======== THE INPUT ========
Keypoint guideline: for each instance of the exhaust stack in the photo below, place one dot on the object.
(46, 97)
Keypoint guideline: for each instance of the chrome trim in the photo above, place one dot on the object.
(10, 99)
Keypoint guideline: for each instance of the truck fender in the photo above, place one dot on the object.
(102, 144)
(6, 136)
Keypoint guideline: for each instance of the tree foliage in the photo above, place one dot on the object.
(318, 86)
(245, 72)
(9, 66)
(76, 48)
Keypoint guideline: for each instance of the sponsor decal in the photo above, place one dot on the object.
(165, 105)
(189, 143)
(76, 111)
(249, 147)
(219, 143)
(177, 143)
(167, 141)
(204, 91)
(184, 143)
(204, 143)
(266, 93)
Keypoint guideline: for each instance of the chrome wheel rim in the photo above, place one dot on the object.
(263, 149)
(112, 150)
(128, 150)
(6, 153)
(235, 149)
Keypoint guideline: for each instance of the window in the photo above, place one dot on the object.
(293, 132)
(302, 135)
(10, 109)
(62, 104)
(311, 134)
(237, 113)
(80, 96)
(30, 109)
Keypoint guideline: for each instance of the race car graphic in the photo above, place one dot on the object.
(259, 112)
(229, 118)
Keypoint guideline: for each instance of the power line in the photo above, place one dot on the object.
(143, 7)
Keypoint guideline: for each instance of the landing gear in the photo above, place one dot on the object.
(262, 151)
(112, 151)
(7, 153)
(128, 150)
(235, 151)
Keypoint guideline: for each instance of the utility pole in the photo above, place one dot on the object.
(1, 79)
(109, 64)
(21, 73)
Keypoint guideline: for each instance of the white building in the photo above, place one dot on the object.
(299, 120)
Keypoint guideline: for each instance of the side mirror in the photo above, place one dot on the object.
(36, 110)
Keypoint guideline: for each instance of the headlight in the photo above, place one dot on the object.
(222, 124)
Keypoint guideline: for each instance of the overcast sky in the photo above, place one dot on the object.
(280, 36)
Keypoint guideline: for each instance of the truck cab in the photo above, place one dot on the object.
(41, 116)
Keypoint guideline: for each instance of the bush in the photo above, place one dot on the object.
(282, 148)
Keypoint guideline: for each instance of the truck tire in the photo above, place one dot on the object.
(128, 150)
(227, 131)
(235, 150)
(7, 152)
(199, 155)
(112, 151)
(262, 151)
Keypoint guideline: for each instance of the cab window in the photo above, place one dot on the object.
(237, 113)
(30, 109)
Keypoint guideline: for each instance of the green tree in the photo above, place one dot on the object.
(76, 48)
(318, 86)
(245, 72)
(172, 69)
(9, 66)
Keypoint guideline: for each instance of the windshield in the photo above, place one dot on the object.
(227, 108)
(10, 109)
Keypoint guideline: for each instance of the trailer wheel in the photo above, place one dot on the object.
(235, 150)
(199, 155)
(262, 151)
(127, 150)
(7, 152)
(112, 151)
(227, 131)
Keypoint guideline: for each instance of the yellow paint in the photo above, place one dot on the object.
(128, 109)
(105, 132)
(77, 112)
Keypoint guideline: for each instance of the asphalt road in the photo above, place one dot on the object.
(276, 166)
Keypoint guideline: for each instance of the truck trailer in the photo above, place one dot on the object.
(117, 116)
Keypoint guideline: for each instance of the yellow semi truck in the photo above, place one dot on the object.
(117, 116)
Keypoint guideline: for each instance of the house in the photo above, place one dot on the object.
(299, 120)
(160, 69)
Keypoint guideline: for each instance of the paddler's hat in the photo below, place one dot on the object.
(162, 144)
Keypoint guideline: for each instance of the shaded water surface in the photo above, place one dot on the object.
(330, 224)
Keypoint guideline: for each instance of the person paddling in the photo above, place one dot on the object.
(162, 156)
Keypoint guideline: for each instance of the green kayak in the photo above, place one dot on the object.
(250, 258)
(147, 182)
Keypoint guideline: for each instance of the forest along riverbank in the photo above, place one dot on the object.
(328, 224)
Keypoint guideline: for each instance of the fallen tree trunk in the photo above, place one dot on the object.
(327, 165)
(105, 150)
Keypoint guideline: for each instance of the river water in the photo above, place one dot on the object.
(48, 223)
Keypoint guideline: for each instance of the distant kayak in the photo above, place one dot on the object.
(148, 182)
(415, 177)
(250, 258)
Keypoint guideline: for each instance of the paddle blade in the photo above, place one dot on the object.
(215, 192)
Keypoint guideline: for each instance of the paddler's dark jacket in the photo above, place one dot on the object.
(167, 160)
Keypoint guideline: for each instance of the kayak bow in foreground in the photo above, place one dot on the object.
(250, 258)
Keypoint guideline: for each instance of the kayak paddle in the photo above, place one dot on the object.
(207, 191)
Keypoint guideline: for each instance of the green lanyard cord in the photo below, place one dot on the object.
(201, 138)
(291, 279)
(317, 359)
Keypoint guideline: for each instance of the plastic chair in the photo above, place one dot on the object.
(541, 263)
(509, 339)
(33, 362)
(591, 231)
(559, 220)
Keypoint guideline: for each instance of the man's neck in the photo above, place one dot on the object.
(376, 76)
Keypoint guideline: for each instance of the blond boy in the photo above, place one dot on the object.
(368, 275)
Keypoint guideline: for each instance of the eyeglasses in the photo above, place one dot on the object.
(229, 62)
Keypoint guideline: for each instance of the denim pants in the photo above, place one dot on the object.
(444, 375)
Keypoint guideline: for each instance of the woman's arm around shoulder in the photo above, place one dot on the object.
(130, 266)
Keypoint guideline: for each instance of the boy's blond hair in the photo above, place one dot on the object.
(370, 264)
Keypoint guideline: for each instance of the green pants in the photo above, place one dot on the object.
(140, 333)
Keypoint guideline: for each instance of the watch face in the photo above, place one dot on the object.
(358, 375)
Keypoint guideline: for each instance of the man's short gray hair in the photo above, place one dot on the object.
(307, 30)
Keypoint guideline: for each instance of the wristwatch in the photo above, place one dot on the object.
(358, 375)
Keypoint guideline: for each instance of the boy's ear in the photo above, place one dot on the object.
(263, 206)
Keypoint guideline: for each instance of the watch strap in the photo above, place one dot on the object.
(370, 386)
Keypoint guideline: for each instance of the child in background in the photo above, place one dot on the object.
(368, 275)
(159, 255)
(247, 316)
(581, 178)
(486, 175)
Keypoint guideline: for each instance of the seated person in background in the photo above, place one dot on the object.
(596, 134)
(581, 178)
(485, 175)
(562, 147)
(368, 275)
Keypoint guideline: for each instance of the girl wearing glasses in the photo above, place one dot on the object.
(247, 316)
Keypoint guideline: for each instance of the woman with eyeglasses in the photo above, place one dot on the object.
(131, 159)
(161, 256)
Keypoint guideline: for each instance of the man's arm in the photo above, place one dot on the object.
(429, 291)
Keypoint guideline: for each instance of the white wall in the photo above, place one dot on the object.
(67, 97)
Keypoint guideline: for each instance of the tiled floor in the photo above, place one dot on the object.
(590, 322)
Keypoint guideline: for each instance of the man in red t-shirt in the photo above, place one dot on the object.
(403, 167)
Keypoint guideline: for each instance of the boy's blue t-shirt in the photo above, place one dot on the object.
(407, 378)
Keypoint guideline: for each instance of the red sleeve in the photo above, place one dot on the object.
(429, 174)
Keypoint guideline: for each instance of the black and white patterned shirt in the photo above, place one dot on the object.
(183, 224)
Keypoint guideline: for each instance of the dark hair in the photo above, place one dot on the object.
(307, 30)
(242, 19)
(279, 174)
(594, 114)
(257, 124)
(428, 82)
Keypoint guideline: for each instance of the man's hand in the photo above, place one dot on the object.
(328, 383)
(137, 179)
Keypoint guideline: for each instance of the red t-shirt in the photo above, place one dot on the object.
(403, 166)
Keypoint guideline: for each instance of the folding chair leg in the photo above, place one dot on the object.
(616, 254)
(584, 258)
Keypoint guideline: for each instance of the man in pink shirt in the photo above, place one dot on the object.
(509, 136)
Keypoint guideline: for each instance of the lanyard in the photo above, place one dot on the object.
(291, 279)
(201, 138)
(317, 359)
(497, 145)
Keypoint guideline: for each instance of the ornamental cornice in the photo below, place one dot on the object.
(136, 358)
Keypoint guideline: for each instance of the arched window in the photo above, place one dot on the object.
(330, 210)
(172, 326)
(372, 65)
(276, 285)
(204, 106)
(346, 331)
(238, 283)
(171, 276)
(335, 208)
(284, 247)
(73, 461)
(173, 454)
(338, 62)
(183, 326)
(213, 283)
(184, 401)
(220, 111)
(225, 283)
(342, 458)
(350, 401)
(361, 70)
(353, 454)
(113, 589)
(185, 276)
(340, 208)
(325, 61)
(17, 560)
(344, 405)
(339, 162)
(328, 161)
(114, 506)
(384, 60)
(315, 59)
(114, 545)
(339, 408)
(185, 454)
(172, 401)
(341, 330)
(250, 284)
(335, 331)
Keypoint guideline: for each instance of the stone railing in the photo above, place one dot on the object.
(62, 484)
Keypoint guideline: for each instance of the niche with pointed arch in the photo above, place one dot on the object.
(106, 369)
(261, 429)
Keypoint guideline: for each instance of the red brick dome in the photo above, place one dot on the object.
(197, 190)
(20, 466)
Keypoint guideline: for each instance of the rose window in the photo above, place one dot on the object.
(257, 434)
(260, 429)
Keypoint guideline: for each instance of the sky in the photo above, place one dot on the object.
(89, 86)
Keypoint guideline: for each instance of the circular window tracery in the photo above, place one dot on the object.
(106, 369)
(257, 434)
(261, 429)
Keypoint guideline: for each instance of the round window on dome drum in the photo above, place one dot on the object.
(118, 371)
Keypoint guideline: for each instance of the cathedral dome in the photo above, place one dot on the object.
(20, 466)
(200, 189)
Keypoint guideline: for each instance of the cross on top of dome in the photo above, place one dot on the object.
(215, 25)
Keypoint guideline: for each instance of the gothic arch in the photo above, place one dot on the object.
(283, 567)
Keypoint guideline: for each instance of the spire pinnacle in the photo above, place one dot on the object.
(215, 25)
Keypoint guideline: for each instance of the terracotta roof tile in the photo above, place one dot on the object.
========
Give again the lines from the line holding "Keypoint guideline: for each instance of the sky" through the close of the listing, both included, exactly as written and with nothing else.

> _EXERCISE ANSWER_:
Keypoint guideline: for each instance of the sky in the photo above, place one dot on the object.
(89, 86)
Keypoint guideline: for each instance of the circular window tracery in the photo above, place one dot on the object.
(106, 369)
(257, 434)
(261, 429)
Keypoint guideline: for each instance of the round window on dome drum in the photo above, place one dot on the object.
(118, 371)
Keypoint guideline: for each instance of the cathedral dome in the photo above, place one dot on the object.
(20, 466)
(200, 189)
Keypoint guideline: for each instance of the cross on top of dome in the photo above, place one dot on the object.
(215, 25)
Keypoint guideline: for each instance of the gothic arch in the photo above, place one dot on the object.
(283, 567)
Keypoint guideline: for each instance of the spire pinnacle in the photo above, place one dot on the object.
(215, 25)
Keypoint guideline: for each instance of the terracotta roof tile in the photo above, place one dot on the object.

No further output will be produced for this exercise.